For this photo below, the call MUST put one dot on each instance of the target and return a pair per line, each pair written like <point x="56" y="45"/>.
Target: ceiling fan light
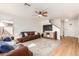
<point x="39" y="15"/>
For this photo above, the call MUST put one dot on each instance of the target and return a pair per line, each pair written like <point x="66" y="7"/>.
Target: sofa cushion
<point x="6" y="48"/>
<point x="7" y="39"/>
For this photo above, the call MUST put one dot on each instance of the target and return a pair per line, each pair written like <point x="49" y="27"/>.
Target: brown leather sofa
<point x="22" y="51"/>
<point x="30" y="36"/>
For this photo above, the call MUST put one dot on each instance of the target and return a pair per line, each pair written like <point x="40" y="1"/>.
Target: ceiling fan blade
<point x="27" y="4"/>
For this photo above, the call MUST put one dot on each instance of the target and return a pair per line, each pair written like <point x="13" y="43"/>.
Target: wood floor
<point x="69" y="47"/>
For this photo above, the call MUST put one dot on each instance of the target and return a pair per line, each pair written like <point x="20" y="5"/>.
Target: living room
<point x="39" y="29"/>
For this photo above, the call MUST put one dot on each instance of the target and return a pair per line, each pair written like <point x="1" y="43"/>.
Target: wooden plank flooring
==================================================
Exercise goal
Extract every line of the data exactly; pictures stay out.

Answer for the task
For this photo below, the call MUST put one dot on each instance of the target and return a pair per line, each pair written like <point x="56" y="45"/>.
Target: ceiling fan light
<point x="39" y="15"/>
For this photo above, the call MUST put one dot on each instance of the target and return a pair per line, each pair written like <point x="66" y="7"/>.
Target: sofa cushion
<point x="6" y="48"/>
<point x="7" y="39"/>
For this photo above, the call MUST put one dot on each instance of the target and return a pair per line, each pair written like <point x="49" y="27"/>.
Target: brown leather sofa
<point x="22" y="51"/>
<point x="30" y="36"/>
For this photo above, the call MUST put one dot on each instance of the target and return a pair per line, each pair written like <point x="40" y="1"/>.
Target: ceiling fan blade
<point x="27" y="4"/>
For this photo above, the call MUST put one dot on each instance of the target and return a pair per line, each pair written like <point x="13" y="43"/>.
Target: wood floor
<point x="69" y="47"/>
For this photo above, the call MUST put one dot on each instance of the target and return a pair per line, each pair written like <point x="20" y="5"/>.
Target: living room
<point x="39" y="29"/>
For this photo above, the call MUST put one dot on each instance of the target and return a pair per line, each pair written like <point x="1" y="43"/>.
Target: wooden plank flooring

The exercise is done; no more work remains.